START Information supplied
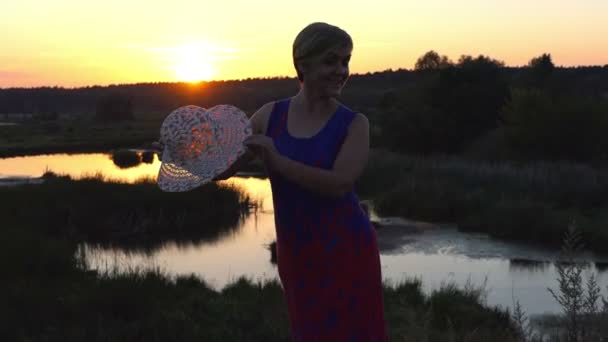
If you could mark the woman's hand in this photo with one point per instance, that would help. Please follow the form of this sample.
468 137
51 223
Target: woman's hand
157 146
263 147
END Information supplied
Requirements -> Rewrite the material above as a JSON list of strings, one string per line, with blank lines and the pictures left out.

Output of the exercise ->
[
  "If you could mark the woman's hand in this photo with one point per instance, that would help. Please follow the form of this sample.",
  "468 137",
  "51 223",
  "Target: woman's hand",
  "157 146",
  "263 147"
]